> Aim of the task
Output nothing but the line containing "Target: man's outstretched hand" and the lines after it through the end of the material below, each reproduced exactly.

== Segment start ==

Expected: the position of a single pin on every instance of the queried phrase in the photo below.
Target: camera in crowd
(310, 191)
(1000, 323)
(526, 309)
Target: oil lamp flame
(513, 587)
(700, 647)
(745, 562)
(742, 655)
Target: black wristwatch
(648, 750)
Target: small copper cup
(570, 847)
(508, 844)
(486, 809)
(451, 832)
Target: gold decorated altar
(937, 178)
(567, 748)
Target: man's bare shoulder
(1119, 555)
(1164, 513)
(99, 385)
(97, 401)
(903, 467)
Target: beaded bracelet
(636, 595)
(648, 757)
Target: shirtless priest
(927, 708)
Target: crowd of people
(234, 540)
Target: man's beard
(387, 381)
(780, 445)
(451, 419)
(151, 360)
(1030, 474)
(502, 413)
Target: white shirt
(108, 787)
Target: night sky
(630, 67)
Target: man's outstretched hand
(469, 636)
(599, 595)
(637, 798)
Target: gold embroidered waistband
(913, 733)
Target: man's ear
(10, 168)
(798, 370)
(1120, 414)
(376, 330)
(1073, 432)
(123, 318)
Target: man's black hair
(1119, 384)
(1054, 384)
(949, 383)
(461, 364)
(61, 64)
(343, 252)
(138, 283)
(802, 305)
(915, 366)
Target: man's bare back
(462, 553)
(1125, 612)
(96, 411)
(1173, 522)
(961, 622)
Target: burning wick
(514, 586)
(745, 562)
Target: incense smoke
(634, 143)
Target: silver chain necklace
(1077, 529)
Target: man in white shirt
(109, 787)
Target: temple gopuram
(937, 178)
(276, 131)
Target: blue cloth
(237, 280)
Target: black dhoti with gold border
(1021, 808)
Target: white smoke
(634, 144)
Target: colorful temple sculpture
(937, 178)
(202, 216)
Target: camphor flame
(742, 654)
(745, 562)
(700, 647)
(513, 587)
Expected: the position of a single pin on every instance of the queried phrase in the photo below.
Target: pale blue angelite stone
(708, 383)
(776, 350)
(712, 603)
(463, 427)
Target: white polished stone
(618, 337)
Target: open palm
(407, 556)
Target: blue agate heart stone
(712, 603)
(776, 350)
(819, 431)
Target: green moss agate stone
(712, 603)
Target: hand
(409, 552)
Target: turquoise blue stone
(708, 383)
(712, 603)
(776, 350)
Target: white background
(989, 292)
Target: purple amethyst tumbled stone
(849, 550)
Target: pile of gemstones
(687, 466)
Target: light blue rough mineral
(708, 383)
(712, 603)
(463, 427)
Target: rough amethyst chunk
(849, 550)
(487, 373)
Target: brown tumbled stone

== Segment end ==

> Result below
Target: man's outstretched hand
(469, 636)
(599, 595)
(637, 798)
Target: gold embroidered waistband
(913, 733)
Target: man's ear
(10, 168)
(798, 370)
(1120, 414)
(376, 330)
(1073, 432)
(123, 318)
Target: man's black hair
(1119, 384)
(1054, 384)
(949, 383)
(461, 364)
(61, 64)
(343, 252)
(138, 283)
(802, 305)
(915, 366)
Target: man's bare back
(462, 553)
(1125, 612)
(96, 411)
(1173, 522)
(961, 622)
Target: burning wick
(514, 586)
(745, 562)
Target: incense smoke
(634, 143)
Target: silver chain necklace
(1077, 529)
Target: man in white shirt
(109, 787)
Target: temple gopuram
(937, 178)
(276, 131)
Target: blue cloth
(237, 280)
Target: black dhoti with gold border
(1021, 808)
Target: white smoke
(634, 144)
Target: colorful temple sculpture
(937, 178)
(202, 216)
Target: camphor flame
(742, 654)
(745, 562)
(700, 647)
(513, 587)
Expected: the position of a single pin on every instance of the queried phrase in the photo below.
Target: pale blue angelite stone
(708, 383)
(776, 350)
(712, 603)
(463, 427)
Target: white polished stone
(618, 337)
Target: open palm
(407, 556)
Target: blue agate heart stone
(712, 603)
(776, 350)
(819, 431)
Target: green moss agate stone
(712, 603)
Target: hand
(409, 552)
Target: turquoise blue stone
(708, 383)
(712, 603)
(776, 350)
Target: white background
(989, 292)
Target: purple amethyst tumbled stone
(849, 550)
Target: pile of gemstones
(687, 466)
Target: light blue rough mineral
(708, 383)
(712, 603)
(463, 427)
Target: rough amethyst chunk
(849, 550)
(487, 373)
Target: brown tumbled stone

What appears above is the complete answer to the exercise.